[What you have to do]
Can you quote, word for word, the stretch of the items from the line containing "For every instance of the rear bumper, give" through the very end, including both of those lines?

[Provided records]
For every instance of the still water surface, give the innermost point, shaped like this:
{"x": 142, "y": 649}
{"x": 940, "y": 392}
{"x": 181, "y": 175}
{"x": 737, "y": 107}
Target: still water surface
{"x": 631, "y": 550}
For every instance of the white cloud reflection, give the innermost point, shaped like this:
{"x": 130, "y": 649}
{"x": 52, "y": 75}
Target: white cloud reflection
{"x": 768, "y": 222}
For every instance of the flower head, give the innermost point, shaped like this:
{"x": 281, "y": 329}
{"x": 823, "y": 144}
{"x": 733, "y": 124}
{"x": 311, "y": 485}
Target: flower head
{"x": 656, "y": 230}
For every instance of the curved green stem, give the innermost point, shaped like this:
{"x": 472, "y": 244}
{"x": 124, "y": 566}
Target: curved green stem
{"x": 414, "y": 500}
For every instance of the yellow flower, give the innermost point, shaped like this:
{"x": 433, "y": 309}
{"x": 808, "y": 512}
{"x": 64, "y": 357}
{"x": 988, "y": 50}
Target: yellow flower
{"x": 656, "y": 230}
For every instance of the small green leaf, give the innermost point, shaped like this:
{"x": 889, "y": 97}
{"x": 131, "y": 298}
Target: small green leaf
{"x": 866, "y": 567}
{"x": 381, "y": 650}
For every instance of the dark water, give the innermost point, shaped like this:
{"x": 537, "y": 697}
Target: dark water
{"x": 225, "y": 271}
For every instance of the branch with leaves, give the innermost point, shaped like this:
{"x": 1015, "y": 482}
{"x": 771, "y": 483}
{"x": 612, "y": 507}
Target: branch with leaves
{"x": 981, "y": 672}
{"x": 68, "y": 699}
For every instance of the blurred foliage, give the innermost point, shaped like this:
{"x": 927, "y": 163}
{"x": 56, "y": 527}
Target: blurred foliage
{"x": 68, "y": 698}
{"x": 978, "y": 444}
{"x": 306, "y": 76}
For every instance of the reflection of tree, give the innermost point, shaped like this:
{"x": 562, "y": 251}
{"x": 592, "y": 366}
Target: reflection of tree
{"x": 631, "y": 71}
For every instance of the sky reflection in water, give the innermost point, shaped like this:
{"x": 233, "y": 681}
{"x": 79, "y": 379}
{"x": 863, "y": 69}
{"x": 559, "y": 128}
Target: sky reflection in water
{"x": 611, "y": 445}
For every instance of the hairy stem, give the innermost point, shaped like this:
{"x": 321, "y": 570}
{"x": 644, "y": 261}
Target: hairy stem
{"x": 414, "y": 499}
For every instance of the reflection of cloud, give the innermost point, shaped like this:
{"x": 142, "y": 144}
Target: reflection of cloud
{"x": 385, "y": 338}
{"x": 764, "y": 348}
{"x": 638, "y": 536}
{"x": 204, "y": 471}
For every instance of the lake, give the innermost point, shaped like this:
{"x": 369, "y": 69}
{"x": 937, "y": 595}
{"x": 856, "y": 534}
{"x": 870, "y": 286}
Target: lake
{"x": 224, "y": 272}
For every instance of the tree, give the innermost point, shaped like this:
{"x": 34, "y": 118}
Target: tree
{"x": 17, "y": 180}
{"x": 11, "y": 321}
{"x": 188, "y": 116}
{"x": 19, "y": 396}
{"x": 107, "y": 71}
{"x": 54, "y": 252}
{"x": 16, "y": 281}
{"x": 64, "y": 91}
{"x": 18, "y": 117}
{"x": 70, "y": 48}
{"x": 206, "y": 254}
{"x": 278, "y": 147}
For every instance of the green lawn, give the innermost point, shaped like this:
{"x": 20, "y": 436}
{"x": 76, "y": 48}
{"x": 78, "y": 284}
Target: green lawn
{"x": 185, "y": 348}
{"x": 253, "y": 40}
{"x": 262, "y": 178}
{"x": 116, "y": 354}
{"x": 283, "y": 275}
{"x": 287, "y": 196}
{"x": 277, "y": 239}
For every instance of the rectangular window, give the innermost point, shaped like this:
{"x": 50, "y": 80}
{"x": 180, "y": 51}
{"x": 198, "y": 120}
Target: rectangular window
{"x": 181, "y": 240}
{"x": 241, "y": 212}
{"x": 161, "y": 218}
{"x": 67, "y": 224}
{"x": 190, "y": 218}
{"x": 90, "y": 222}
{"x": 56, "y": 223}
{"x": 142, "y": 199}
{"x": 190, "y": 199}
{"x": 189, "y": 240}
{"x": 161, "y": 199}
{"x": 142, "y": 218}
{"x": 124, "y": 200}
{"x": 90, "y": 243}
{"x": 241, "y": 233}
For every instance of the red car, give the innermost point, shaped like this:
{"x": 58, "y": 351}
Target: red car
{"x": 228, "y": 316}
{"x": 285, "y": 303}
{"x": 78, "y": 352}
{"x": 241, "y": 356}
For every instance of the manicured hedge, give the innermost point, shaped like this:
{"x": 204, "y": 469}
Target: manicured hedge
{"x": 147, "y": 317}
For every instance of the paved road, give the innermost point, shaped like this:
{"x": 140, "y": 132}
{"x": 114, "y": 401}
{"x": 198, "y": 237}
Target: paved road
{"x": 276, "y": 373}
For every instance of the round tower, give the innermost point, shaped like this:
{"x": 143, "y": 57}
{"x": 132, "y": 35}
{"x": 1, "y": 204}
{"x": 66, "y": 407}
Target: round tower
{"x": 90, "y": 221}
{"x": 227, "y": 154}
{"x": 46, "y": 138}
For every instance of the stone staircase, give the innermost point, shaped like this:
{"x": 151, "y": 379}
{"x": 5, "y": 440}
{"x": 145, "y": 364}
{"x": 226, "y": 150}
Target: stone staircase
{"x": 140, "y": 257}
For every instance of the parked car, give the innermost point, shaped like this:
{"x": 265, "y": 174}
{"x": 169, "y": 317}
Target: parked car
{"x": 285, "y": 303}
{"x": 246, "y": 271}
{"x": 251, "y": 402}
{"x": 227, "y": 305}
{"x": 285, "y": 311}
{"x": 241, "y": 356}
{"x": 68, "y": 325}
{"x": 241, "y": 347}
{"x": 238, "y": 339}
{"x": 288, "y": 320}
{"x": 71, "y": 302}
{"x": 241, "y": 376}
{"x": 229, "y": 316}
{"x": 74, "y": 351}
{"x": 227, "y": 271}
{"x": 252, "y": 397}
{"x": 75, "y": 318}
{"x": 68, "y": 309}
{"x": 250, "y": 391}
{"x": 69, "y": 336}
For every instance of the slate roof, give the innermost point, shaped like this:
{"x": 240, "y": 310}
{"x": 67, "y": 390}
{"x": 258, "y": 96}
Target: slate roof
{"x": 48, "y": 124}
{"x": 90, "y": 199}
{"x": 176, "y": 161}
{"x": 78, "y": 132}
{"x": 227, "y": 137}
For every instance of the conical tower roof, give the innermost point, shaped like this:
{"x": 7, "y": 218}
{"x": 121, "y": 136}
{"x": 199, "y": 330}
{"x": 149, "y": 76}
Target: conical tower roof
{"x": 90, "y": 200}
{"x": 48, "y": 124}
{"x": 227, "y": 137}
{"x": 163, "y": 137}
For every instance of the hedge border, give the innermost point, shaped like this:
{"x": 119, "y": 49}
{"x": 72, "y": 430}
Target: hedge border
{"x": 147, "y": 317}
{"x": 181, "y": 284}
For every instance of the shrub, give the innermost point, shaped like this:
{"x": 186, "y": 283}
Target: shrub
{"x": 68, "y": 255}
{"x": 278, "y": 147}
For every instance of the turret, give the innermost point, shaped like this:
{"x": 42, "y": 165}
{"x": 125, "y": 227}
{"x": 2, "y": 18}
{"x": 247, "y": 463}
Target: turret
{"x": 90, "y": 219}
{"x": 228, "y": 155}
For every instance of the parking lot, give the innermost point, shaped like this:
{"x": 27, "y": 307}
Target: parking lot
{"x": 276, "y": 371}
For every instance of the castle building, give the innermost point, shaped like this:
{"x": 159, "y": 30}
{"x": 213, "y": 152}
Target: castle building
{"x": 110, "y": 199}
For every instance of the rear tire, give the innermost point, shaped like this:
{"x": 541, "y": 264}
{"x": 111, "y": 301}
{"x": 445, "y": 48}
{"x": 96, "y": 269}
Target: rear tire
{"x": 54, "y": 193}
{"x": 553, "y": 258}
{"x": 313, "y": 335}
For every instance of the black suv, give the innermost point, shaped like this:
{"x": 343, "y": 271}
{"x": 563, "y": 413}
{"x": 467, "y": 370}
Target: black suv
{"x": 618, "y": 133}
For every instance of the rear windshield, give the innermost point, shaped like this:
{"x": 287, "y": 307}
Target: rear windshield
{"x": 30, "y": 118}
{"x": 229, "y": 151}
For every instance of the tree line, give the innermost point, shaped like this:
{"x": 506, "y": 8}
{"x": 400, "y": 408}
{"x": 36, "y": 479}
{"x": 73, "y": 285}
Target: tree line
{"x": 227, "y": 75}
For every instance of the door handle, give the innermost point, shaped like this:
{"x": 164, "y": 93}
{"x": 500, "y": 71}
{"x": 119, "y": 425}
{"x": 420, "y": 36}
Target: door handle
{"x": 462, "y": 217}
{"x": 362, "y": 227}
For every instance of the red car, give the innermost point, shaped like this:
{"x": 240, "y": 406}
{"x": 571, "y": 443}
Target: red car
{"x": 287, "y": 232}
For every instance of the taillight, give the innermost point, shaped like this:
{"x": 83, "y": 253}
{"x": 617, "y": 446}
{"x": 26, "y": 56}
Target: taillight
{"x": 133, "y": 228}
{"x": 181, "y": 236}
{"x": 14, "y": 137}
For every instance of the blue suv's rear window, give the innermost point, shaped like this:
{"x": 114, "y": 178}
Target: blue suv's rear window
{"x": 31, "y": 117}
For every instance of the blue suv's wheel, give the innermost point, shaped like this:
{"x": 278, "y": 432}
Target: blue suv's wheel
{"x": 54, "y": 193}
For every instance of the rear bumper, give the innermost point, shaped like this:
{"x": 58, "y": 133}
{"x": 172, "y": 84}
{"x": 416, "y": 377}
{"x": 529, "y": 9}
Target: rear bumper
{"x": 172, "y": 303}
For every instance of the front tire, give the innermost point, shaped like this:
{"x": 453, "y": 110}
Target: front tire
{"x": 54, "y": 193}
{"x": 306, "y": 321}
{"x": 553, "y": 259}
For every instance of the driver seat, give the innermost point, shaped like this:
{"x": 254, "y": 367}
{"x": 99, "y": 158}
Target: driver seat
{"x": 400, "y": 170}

[Task output]
For every instance of the rear bumper, give the innermost point, shaped like this:
{"x": 58, "y": 133}
{"x": 172, "y": 84}
{"x": 416, "y": 377}
{"x": 529, "y": 9}
Target: rear bumper
{"x": 172, "y": 303}
For every instance of the front tire, give the innermost point, shaped like this:
{"x": 453, "y": 110}
Target: front tire
{"x": 54, "y": 193}
{"x": 306, "y": 321}
{"x": 553, "y": 259}
For every instance of the driver seat, give the innermost point, shaped like this:
{"x": 254, "y": 367}
{"x": 99, "y": 158}
Target: driver seat
{"x": 400, "y": 170}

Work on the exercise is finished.